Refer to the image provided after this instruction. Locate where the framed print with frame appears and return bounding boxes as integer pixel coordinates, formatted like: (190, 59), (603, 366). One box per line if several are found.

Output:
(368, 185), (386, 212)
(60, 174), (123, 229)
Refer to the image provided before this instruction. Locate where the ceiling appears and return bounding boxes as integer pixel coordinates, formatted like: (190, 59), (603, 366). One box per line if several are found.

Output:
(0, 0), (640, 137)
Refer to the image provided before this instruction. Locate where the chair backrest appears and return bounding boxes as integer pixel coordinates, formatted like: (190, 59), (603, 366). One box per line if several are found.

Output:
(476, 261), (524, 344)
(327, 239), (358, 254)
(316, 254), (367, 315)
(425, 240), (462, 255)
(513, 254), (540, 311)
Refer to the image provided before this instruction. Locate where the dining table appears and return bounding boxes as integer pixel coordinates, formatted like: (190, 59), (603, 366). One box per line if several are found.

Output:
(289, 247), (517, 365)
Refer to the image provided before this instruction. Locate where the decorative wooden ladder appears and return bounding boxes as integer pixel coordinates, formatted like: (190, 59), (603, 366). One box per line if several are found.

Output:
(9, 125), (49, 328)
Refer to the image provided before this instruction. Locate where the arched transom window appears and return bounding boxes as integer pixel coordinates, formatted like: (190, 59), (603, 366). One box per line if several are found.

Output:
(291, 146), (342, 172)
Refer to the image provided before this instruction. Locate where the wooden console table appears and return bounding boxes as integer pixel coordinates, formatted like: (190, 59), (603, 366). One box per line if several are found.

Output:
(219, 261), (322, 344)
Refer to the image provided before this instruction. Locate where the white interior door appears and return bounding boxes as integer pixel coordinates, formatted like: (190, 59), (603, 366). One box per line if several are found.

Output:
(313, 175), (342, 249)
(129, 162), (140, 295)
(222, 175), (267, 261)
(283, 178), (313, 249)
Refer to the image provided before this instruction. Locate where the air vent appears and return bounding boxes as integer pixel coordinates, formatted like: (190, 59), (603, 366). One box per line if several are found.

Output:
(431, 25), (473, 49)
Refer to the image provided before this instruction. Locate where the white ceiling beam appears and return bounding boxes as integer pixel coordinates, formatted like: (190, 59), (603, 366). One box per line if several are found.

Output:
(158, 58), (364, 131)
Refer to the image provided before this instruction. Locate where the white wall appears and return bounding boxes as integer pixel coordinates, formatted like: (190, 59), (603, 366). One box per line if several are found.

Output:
========
TASK REQUIREMENTS
Render every line of the items above as a Markdown table with the columns Row and Text, numbering the rows and skipping blank lines.

PROBLEM SOLUTION
| Row | Text |
|---|---|
| 1 | Refer to the image provided after this instruction. Locate where the framed print with frame appears and return bounding boxes as integer pixel coordinates, formatted like: (190, 59), (603, 366). One box per line if several are found. |
| 2 | Output: |
| 3 | (368, 185), (386, 212) |
| 4 | (60, 174), (123, 229) |
| 5 | Refer to the image provided before this instruction. Locate where the ceiling appears and return bounding boxes as integer pixel coordinates, formatted like: (190, 59), (603, 366). One box per line if several are found. |
| 6 | Output: |
| 7 | (0, 0), (640, 137) |
| 8 | Refer to the image provided before this instruction. Locate where the chair backrest appears and return bounding boxes as integer pixel coordinates, formatted like: (190, 59), (603, 366). One box per line if several are found. |
| 9 | Output: |
| 10 | (476, 261), (524, 344) |
| 11 | (327, 239), (358, 254) |
| 12 | (316, 254), (367, 315) |
| 13 | (425, 240), (462, 255) |
| 14 | (513, 254), (540, 311) |
| 15 | Refer to the image provided before this instruction. Locate where the dining table appears and return bounding boxes as integer pixel coordinates, formatted like: (190, 59), (603, 366). One box per line if several are found. |
| 16 | Output: |
| 17 | (289, 247), (517, 365) |
| 18 | Refer to the image provided before this instruction. Locate where the decorative wooden ladder appears and return bounding boxes as integer pixel coordinates, formatted like: (190, 59), (603, 366). One box per line if several are found. |
| 19 | Output: |
| 20 | (9, 125), (49, 328) |
| 21 | Refer to the image provided before this instruction. Locate where the arched transom window appears and return bounding boxes as integer pixel coordinates, formatted like: (190, 59), (603, 366). One box per line if several are found. |
| 22 | Output: |
| 23 | (291, 146), (342, 172) |
| 24 | Refer to the image provided before this instruction. Locate where the wooden console table appears and return bounding boxes as integer pixel coordinates, formatted like: (190, 59), (603, 366). One box per line if several are found. |
| 25 | Output: |
| 26 | (219, 261), (322, 344) |
| 27 | Refer to the image provided before this instruction. Locate where the white interior door appears and return bounding boxes as integer pixel coordinates, formatted like: (190, 59), (603, 366). One box per line if several are found. |
| 28 | Output: |
| 29 | (313, 175), (342, 249) |
| 30 | (129, 162), (140, 295) |
| 31 | (222, 175), (267, 261) |
| 32 | (283, 178), (313, 249) |
| 33 | Refer to the image provided before this instruction. Locate where the air vent appears and return bounding boxes as integer pixel coordinates, formatted like: (190, 59), (603, 366). One box per line if several are found. |
| 34 | Output: |
| 35 | (431, 25), (473, 49) |
| 36 | Refer to the image provided before this instruction. Locate where the white ceiling beam appears and return bounding boxes as integer pixel coordinates, formatted like: (190, 59), (603, 366). One box per line if several are found. |
| 37 | Output: |
| 38 | (158, 58), (364, 131) |
| 39 | Refer to the image provided before this instruction. Locate where the white wall appears and return bounding boxes as integer pixel coordinates, formatted like: (190, 59), (603, 366). One box per line if several are found. |
| 40 | Output: |